Assignment. Would you please write out each of the entries below exactly, omitting pictures?

Records for this task.
--*--

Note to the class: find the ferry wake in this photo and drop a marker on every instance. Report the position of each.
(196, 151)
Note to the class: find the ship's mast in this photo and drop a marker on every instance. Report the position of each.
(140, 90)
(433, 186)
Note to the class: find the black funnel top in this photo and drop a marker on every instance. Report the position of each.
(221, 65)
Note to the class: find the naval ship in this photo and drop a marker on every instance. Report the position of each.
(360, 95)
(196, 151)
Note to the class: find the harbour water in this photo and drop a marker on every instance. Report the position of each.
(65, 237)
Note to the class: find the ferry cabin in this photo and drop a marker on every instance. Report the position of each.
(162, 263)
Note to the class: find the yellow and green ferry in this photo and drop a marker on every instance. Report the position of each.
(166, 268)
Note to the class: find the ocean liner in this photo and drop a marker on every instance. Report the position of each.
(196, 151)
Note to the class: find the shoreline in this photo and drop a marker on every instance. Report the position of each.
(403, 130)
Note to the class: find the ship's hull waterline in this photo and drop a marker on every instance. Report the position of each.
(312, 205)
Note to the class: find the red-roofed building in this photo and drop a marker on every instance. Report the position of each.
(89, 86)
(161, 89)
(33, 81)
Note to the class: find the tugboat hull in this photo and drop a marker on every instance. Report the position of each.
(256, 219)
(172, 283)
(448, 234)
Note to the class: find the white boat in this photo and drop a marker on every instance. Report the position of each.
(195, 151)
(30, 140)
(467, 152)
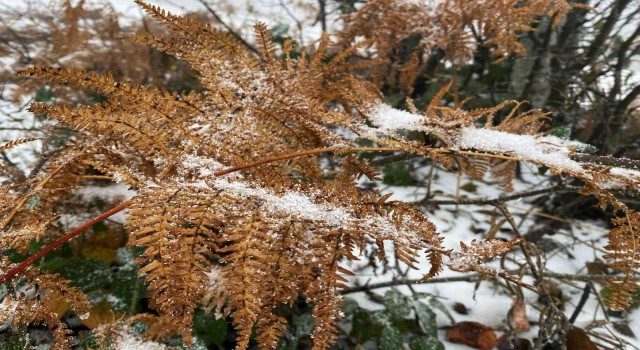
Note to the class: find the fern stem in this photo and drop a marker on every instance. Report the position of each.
(58, 242)
(301, 154)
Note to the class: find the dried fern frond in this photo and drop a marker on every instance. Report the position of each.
(11, 144)
(624, 245)
(44, 301)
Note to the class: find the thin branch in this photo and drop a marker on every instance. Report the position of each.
(608, 160)
(503, 198)
(58, 242)
(229, 29)
(301, 154)
(465, 278)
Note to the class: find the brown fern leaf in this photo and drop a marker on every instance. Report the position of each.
(11, 144)
(471, 257)
(624, 241)
(323, 292)
(504, 172)
(246, 273)
(175, 225)
(44, 301)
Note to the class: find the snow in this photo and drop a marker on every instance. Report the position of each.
(128, 341)
(548, 150)
(488, 303)
(551, 151)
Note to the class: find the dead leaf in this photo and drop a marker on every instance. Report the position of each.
(100, 314)
(473, 334)
(518, 316)
(577, 339)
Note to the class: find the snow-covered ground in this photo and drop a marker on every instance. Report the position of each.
(489, 303)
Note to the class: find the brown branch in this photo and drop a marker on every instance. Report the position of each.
(301, 154)
(229, 29)
(23, 265)
(465, 278)
(58, 242)
(608, 160)
(503, 198)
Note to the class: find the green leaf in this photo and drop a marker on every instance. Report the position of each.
(436, 303)
(390, 339)
(18, 340)
(86, 274)
(426, 319)
(563, 132)
(380, 318)
(425, 343)
(364, 327)
(397, 305)
(396, 174)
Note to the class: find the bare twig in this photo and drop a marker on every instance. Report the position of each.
(229, 29)
(503, 198)
(464, 278)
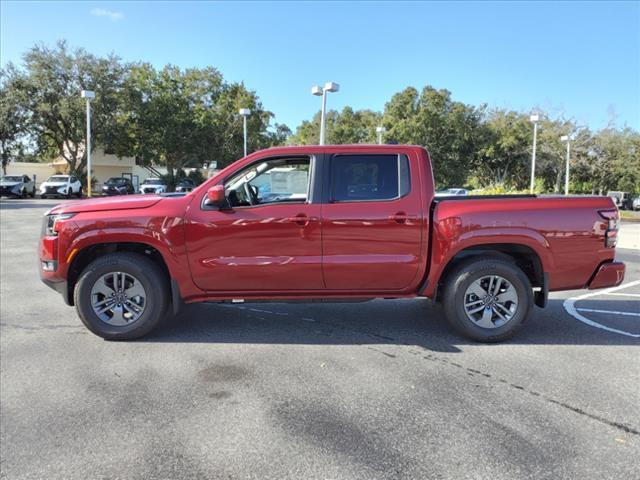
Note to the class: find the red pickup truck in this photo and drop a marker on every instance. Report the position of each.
(331, 223)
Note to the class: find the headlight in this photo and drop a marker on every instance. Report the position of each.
(50, 221)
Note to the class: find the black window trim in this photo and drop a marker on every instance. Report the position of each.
(330, 198)
(313, 164)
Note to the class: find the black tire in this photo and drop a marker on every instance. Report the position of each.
(150, 276)
(459, 280)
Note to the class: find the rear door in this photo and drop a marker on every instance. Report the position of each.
(372, 221)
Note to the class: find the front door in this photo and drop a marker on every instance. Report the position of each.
(268, 239)
(372, 223)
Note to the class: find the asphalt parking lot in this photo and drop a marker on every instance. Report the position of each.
(333, 391)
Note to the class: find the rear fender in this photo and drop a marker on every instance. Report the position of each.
(446, 246)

--*--

Response.
Note to the class: find the ferry wake in this photo and drop a marker on every instance. Report the position of each.
(196, 151)
Note to the class: find the ship's mast in this photo and drop a marker on every instance. Report the position of each.
(140, 90)
(433, 186)
Note to the class: find the black funnel top in this photo and drop a marker on every instance. Report the position of each.
(221, 65)
Note to the class: find the naval ship in this photo and drop a marker on every instance. Report the position of each.
(360, 95)
(196, 151)
Note to the class: find the harbour water in this photo and drop a marker on every instance. Report the position of each.
(65, 237)
Note to the class: find the ferry cabin in this photo and drop a marker on every instance. Report the position of each.
(162, 263)
Note to the class: find the yellow and green ferry in this photo and drop a marker on every instance. Report the position of each.
(166, 268)
Note to the class: find the ocean liner in this photo and drop a marker on every instance. Report the position of each.
(196, 151)
Note to the class: find the shoreline in this photo and drop a marker on every instance. Report the position of each.
(403, 130)
Note to the class: find the ship's hull waterline in this photo and drop a marker on every instance. Report the position of each.
(312, 205)
Note to the class: find the red-roofed building in this photo and drop a marker on every instance. Report the position of each.
(89, 86)
(161, 89)
(33, 81)
Note to the class: find the tugboat hull in this photo and drop a marker on every instance. Report the position of each.
(256, 219)
(172, 283)
(448, 234)
Note to the class: find the white boat in this photo and drop a marker on every instance. Report the position of each.
(195, 151)
(30, 140)
(467, 152)
Note to the class: find the fern stem in this photo and drop a marker on every instance. Report the position of each.
(58, 242)
(301, 154)
Note to the class: find the dried fern frond in this photo and drop a marker on every instance. Report the position of each.
(11, 144)
(624, 245)
(44, 301)
Note to the class: find the thin branch in this photo and drop a marker on every instance. Report the position of each.
(608, 160)
(503, 198)
(58, 242)
(229, 29)
(301, 154)
(465, 278)
Note to the class: find the brown fern leaf in this photo and drop a marker on every instance. Report the position of each.
(11, 144)
(471, 257)
(624, 241)
(323, 292)
(504, 172)
(246, 273)
(175, 225)
(44, 301)
Note to the class: find the snow in this photo and drop a marker on every instance. Report the position of each.
(128, 341)
(548, 150)
(488, 303)
(551, 151)
Note to the class: find the dead leaf in this photo and drop a marker on every instance. Report the position of each.
(100, 314)
(473, 334)
(518, 316)
(577, 339)
Note to the class: find the snow-covered ground in this photo and drop a marker on every instance. Report the position of each.
(489, 303)
Note to the class: find the brown branch in this photo and drop a marker on every instance. Report the position of each.
(301, 154)
(229, 29)
(23, 265)
(465, 278)
(58, 242)
(608, 160)
(503, 198)
Note to the class: find the green leaf in this photo and drop a marker on every instance. Report the position of each.
(436, 303)
(390, 339)
(18, 340)
(86, 274)
(426, 319)
(563, 132)
(380, 318)
(425, 343)
(364, 327)
(397, 305)
(396, 174)
Note to the class: find the bare twig in this photo and drop a marker on every instance. Report the position of each.
(229, 29)
(503, 198)
(464, 278)
Note to the class: find the red pickup truck in this photo and drop a marker on every instance. Report the position of each.
(331, 223)
Note to the class: find the headlight in this photo and drop a marker on every instance. Report the position of each.
(50, 221)
Note to the class: find the black window trim in this photo and drop a marker on every instance. Report the position of each.
(330, 198)
(313, 164)
Note to the class: find the black tire in this photo and drop a marker on every instance. Report the position of each.
(150, 276)
(459, 280)
Note to the class: find the rear door in this photo and drop a marker on every instance. Report the position of each.
(372, 221)
Note to the class: find the front door in this photo and drop a marker on every instance. Report the position of each.
(268, 239)
(372, 223)
Note to the class: find the asphalt parking lot in this photo and drop a marker on every instance. Report the position of each.
(333, 391)
Note to the class: find the rear fender in this photo and drop a marker on every instance. Report the position of each.
(446, 246)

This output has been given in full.